EXTRACT PROVIDED =
## start

Snow Falls (2023)
Okay, that was a little harsh. Snow Falls has some decent moments in it, and I need to hedge any criticism with the caveat I'm unclear how much this thing cost to put together (aside from "not very much", which is obvious). I do think it's important to consider budget when discussing movies like these, as well as what the movie was supposed to accomplish for the filmmakers. If they hoped to create something capable of attracting a following like that of The Lodge, they were way off the mark. On the other hand, if this was produced for very little money with the goal of displaying a competency with genre... I mean, it's still not a homerun, but there are a handful of good shots scattered throughout the picture, which is well enough made from a technical standpoint. There's just nothing here to win over much of anyone.

## end

RECORDS SHOWN =
## start

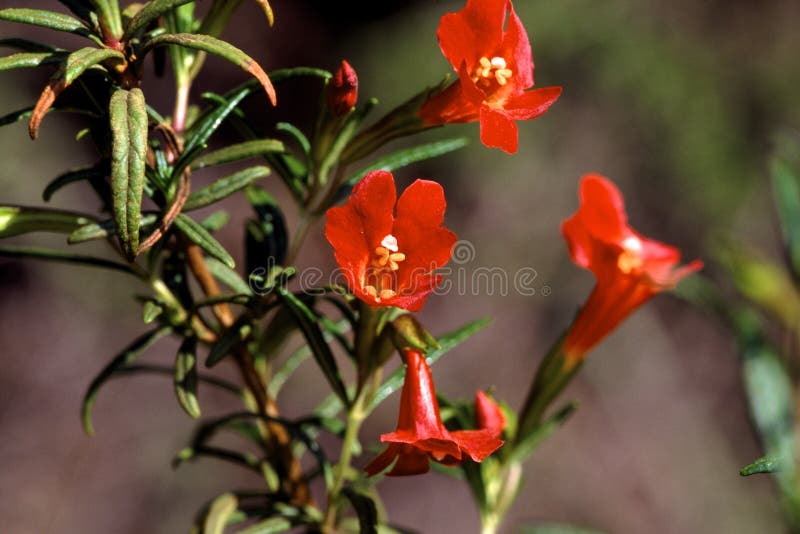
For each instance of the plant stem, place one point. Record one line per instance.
(355, 416)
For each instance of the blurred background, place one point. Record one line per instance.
(676, 102)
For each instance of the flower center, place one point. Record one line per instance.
(489, 70)
(384, 264)
(631, 257)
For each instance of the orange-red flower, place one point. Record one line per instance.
(342, 91)
(629, 268)
(421, 436)
(389, 260)
(495, 67)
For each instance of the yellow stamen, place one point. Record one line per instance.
(630, 259)
(496, 69)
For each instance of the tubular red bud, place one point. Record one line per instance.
(342, 90)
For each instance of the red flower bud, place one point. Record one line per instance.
(629, 268)
(342, 90)
(421, 436)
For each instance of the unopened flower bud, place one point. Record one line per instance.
(342, 90)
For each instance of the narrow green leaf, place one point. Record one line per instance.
(200, 237)
(150, 311)
(228, 276)
(273, 525)
(220, 511)
(365, 509)
(104, 230)
(448, 342)
(297, 135)
(27, 45)
(25, 114)
(408, 156)
(56, 255)
(149, 13)
(224, 187)
(527, 444)
(128, 118)
(30, 59)
(17, 220)
(293, 361)
(556, 528)
(130, 353)
(766, 464)
(237, 152)
(46, 19)
(786, 194)
(212, 45)
(186, 377)
(307, 321)
(205, 127)
(99, 170)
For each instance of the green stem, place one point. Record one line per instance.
(355, 417)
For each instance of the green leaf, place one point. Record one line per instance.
(149, 13)
(307, 321)
(766, 464)
(273, 525)
(186, 377)
(293, 361)
(56, 255)
(365, 509)
(448, 342)
(204, 128)
(103, 230)
(46, 19)
(212, 45)
(99, 170)
(220, 511)
(224, 187)
(128, 118)
(27, 45)
(408, 156)
(25, 114)
(228, 276)
(130, 353)
(17, 220)
(786, 194)
(556, 528)
(237, 152)
(30, 59)
(200, 237)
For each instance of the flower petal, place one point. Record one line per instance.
(478, 444)
(467, 34)
(516, 49)
(531, 104)
(498, 130)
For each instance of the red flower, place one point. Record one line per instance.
(388, 260)
(421, 436)
(342, 91)
(629, 268)
(489, 415)
(495, 67)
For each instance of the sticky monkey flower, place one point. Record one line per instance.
(629, 268)
(421, 436)
(495, 69)
(388, 259)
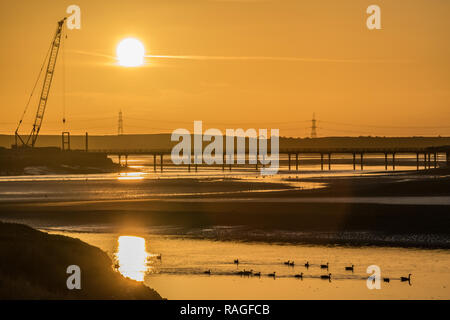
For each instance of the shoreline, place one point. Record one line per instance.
(309, 213)
(22, 248)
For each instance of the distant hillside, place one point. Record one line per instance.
(162, 141)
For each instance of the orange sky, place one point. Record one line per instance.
(394, 81)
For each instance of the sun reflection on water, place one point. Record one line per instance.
(130, 176)
(132, 257)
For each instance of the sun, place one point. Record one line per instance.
(130, 53)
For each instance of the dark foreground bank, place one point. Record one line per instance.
(33, 265)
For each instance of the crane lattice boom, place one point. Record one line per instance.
(31, 139)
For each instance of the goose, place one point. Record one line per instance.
(326, 277)
(403, 279)
(248, 273)
(299, 276)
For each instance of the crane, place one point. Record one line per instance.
(30, 140)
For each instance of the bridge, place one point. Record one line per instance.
(428, 156)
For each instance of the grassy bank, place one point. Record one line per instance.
(33, 265)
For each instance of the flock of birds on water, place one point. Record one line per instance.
(251, 273)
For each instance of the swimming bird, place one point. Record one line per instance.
(403, 279)
(299, 276)
(247, 273)
(350, 268)
(326, 277)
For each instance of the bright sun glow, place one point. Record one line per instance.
(130, 53)
(132, 257)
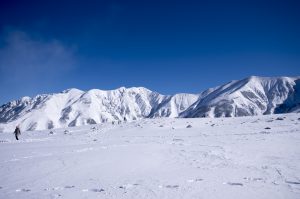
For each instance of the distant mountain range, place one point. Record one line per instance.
(73, 107)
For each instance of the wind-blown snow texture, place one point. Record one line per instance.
(212, 158)
(73, 107)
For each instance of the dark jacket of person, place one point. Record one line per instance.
(17, 131)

## end

AIM 1 = In the Snow Falls review, which film is named as having the kind of following the filmmakers would have fallen way short of?
AIM 2 = Retype the stretch of the Snow Falls review from "Okay, that was" through "much of anyone.".

CORRECT OUTPUT 1 = The Lodge

CORRECT OUTPUT 2 =
Okay, that was a little harsh. Snow Falls has some decent moments in it, and I need to hedge any criticism with the caveat I'm unclear how much this thing cost to put together (aside from "not very much", which is obvious). I do think it's important to consider budget when discussing movies like these, as well as what the movie was supposed to accomplish for the filmmakers. If they hoped to create something capable of attracting a following like that of The Lodge, they were way off the mark. On the other hand, if this was produced for very little money with the goal of displaying a competency with genre... I mean, it's still not a homerun, but there are a handful of good shots scattered throughout the picture, which is well enough made from a technical standpoint. There's just nothing here to win over much of anyone.